* [Task requirements] Copy out the lines starting at the one that has "Where is the baseboard" and stopping after the one that has "top-left (0, 325), bottom-right (49, 339)", putting "skirting board" in place of "baseboard trim" and changing nothing else.

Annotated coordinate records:
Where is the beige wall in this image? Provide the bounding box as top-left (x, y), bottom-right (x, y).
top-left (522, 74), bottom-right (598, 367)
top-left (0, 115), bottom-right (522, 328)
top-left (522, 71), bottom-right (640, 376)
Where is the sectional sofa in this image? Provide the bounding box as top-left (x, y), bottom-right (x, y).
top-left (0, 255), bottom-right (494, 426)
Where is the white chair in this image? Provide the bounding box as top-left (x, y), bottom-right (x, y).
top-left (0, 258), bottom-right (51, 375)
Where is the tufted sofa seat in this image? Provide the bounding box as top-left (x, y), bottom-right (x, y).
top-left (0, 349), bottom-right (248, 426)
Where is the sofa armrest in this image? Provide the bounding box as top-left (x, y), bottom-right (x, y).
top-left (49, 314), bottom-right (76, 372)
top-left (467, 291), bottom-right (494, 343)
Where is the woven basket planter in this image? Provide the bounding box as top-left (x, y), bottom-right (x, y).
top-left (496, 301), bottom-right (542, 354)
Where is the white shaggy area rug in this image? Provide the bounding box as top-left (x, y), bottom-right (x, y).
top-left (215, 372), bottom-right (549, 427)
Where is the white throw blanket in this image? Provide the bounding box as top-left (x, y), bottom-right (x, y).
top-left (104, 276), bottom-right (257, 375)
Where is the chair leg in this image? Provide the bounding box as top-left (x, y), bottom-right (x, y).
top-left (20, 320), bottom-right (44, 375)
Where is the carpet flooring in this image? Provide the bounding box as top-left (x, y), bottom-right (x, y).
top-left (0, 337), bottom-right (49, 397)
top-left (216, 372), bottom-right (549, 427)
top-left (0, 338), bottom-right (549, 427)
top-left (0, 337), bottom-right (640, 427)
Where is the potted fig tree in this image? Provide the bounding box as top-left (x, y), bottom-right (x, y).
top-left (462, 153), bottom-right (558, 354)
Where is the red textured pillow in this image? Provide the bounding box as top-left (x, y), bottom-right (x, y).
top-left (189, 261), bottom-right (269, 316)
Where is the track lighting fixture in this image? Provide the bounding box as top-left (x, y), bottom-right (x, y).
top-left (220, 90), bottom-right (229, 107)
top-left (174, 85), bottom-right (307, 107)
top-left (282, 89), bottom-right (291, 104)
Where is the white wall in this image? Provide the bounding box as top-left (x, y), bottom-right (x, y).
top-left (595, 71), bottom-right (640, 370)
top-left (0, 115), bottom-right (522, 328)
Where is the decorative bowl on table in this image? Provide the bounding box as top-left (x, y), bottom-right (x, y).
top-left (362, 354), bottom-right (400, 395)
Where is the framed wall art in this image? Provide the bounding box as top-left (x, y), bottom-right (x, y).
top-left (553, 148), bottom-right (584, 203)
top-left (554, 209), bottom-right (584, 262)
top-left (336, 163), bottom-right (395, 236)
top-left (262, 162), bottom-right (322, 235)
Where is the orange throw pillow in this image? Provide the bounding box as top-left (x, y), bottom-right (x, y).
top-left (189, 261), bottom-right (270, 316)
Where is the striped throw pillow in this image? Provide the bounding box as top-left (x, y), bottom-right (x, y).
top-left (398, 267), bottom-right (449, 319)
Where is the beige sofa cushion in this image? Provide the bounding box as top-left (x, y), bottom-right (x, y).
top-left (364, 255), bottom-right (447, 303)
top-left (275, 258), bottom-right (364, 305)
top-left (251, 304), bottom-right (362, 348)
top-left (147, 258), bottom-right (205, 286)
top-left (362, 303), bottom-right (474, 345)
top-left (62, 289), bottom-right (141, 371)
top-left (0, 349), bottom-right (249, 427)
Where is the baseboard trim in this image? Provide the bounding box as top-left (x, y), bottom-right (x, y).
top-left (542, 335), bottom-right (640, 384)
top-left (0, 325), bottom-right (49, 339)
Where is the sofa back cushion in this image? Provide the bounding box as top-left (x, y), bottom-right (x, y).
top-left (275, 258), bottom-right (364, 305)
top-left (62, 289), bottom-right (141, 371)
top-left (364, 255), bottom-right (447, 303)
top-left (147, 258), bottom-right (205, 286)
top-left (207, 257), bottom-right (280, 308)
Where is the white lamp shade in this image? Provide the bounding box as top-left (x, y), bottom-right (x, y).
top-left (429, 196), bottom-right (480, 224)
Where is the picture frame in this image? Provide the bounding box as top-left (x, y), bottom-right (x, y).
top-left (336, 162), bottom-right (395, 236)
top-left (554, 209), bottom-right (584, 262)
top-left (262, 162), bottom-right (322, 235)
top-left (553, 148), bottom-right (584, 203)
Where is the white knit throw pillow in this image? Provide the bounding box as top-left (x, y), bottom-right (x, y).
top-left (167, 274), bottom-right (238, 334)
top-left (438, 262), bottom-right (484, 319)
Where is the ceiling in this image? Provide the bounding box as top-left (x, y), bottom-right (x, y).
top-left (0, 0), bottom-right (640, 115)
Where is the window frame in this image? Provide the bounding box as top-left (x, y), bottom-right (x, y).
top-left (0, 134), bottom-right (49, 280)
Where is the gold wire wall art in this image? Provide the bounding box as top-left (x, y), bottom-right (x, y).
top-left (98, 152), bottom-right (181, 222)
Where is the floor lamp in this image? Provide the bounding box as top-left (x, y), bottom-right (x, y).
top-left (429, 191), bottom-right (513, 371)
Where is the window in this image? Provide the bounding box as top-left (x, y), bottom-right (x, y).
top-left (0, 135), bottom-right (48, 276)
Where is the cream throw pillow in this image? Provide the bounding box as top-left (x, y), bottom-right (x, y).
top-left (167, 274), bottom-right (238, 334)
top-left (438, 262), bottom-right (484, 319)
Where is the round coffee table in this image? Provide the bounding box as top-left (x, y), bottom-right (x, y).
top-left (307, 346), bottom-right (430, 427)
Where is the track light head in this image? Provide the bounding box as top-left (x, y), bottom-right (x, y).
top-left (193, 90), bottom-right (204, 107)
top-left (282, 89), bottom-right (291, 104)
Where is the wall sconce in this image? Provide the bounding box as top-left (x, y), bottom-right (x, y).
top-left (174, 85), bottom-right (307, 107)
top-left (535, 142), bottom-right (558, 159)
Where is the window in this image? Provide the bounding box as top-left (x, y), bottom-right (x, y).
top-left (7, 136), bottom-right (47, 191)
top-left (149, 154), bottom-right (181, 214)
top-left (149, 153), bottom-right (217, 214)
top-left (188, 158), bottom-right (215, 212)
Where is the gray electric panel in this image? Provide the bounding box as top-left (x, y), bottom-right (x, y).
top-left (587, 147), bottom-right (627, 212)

* [Output of the exercise]
Where is the skirting board in this image? Provide the bounding box as top-left (x, y), bottom-right (x, y).
top-left (542, 335), bottom-right (640, 384)
top-left (0, 325), bottom-right (49, 339)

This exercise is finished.